BEGIN Source material
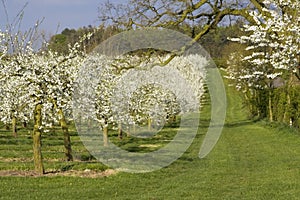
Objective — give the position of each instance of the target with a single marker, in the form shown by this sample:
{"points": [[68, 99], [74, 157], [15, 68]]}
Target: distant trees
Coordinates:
{"points": [[62, 42], [268, 73]]}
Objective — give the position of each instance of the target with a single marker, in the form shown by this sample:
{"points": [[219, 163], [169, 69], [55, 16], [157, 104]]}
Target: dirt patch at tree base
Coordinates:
{"points": [[71, 173]]}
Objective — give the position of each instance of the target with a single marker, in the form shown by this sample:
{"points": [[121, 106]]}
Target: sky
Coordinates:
{"points": [[57, 14]]}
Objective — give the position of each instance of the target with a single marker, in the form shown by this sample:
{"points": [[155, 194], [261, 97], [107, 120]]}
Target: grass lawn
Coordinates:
{"points": [[252, 160]]}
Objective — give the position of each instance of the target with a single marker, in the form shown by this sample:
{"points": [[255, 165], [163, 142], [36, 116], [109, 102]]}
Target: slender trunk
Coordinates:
{"points": [[24, 124], [149, 124], [120, 131], [14, 126], [270, 106], [65, 130], [7, 126], [67, 139], [37, 142], [286, 115], [105, 135]]}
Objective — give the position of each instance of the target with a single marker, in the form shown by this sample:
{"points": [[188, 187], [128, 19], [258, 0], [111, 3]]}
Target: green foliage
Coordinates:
{"points": [[252, 160], [59, 42]]}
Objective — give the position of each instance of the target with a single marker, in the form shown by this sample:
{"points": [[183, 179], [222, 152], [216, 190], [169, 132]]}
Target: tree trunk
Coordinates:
{"points": [[105, 135], [120, 131], [24, 124], [270, 106], [149, 124], [14, 126], [37, 142], [287, 115], [64, 127], [67, 139], [7, 126]]}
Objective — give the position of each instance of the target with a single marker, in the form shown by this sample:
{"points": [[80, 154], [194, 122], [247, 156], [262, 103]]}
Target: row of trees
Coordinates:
{"points": [[38, 85], [268, 69]]}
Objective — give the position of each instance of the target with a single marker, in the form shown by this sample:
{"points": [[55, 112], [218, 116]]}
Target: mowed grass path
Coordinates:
{"points": [[250, 161]]}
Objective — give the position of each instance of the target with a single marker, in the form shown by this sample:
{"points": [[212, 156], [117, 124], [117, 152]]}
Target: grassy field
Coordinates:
{"points": [[252, 160]]}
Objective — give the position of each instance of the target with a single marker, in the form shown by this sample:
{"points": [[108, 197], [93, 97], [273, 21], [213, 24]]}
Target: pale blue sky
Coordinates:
{"points": [[65, 13]]}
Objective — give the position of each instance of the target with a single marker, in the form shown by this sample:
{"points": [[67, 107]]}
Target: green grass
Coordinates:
{"points": [[252, 160]]}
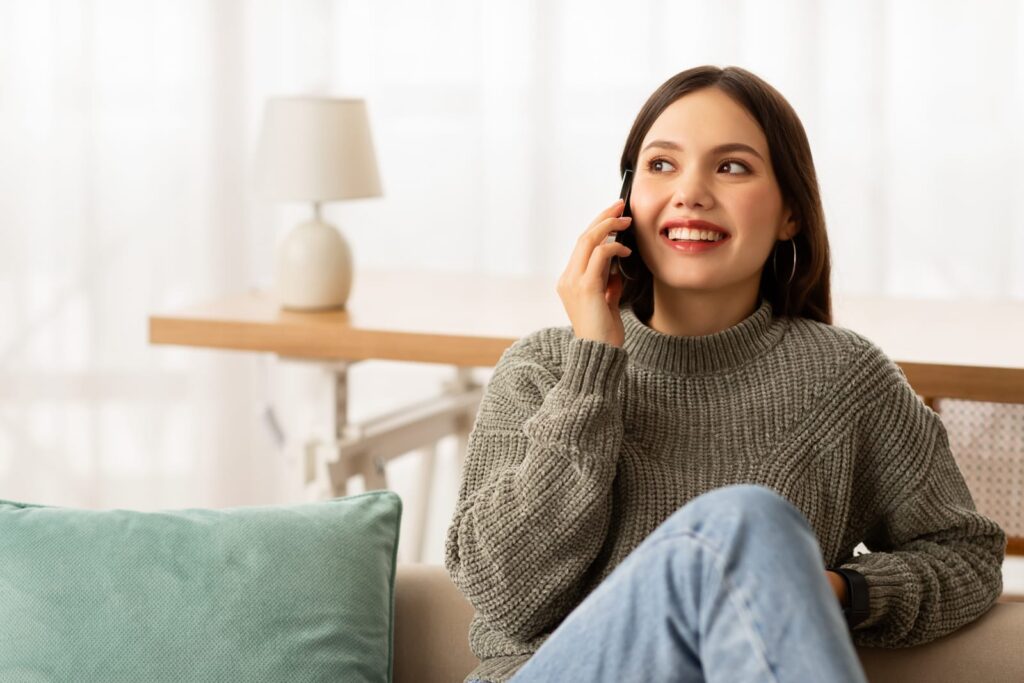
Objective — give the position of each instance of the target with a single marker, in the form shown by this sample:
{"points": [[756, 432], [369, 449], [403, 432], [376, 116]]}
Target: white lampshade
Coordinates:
{"points": [[316, 150]]}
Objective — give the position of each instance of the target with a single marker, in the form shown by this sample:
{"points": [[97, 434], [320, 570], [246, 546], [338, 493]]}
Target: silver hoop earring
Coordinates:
{"points": [[774, 269]]}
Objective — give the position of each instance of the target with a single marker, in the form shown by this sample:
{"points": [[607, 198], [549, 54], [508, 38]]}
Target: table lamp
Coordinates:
{"points": [[315, 150]]}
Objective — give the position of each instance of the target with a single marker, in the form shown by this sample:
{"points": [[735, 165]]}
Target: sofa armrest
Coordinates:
{"points": [[431, 640]]}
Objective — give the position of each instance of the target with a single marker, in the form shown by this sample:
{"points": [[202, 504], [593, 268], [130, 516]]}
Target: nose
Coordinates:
{"points": [[691, 189]]}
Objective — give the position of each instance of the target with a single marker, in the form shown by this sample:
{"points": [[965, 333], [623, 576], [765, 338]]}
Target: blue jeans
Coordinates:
{"points": [[731, 587]]}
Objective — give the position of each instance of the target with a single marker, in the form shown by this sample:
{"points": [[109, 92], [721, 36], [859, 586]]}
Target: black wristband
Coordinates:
{"points": [[856, 589]]}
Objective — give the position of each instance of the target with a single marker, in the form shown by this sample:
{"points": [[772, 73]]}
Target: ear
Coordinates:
{"points": [[790, 227]]}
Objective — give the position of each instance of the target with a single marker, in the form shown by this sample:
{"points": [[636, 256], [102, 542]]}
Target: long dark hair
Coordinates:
{"points": [[809, 294]]}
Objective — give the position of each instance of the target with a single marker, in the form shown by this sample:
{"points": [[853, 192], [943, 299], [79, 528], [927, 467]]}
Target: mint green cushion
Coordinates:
{"points": [[300, 592]]}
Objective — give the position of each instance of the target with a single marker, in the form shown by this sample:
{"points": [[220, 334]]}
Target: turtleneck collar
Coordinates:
{"points": [[708, 353]]}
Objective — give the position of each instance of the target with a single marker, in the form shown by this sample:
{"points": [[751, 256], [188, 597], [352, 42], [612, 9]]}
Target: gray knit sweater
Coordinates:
{"points": [[582, 449]]}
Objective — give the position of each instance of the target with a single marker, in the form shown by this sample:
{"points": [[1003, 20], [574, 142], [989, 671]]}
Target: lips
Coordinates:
{"points": [[694, 223]]}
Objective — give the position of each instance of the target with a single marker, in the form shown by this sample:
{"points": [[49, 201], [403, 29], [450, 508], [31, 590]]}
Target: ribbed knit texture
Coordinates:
{"points": [[582, 449]]}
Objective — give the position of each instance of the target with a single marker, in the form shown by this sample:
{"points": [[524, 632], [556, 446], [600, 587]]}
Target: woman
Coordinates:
{"points": [[673, 487]]}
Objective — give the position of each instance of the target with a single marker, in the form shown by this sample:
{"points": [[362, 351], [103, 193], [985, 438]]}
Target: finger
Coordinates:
{"points": [[590, 240], [609, 212], [601, 259]]}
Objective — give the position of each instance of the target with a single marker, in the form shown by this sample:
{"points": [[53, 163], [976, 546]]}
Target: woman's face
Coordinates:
{"points": [[681, 175]]}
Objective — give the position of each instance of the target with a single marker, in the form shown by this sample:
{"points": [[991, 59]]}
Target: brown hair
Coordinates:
{"points": [[809, 293]]}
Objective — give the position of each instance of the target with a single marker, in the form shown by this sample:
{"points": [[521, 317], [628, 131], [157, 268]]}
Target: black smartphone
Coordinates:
{"points": [[628, 236]]}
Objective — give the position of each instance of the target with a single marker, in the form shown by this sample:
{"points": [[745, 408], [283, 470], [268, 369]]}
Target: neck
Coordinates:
{"points": [[694, 313]]}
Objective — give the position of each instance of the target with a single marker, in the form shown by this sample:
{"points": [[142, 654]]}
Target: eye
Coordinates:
{"points": [[656, 165], [733, 161], [651, 165]]}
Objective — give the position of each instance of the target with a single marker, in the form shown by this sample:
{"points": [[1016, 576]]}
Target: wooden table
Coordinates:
{"points": [[970, 350]]}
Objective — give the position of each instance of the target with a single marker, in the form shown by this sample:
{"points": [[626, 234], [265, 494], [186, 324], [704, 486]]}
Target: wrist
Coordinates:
{"points": [[839, 587]]}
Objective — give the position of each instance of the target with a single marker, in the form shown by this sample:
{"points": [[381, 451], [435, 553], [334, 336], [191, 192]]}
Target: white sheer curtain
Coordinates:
{"points": [[127, 132]]}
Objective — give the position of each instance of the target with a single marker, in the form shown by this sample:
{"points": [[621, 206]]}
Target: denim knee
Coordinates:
{"points": [[754, 505]]}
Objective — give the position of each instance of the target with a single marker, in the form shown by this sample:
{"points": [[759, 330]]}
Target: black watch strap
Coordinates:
{"points": [[856, 587]]}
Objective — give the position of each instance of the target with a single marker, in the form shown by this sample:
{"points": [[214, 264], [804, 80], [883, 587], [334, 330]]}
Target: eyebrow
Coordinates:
{"points": [[728, 146]]}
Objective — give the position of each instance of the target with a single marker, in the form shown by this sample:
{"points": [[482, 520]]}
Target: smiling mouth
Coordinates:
{"points": [[691, 236]]}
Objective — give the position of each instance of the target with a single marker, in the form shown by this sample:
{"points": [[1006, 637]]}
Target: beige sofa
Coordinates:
{"points": [[432, 624]]}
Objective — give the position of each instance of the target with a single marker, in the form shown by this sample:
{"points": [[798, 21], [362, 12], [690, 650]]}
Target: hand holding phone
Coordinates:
{"points": [[589, 293]]}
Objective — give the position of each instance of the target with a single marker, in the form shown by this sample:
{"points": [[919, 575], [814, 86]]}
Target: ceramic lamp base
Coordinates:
{"points": [[314, 268]]}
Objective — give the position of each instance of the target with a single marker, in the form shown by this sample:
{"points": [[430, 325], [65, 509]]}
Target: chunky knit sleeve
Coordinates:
END Source material
▶ Short task
State how many lines in the records above contain the string "base". Letter case matters, and the reply should consist of the number alone.

▶ Solution for this task
2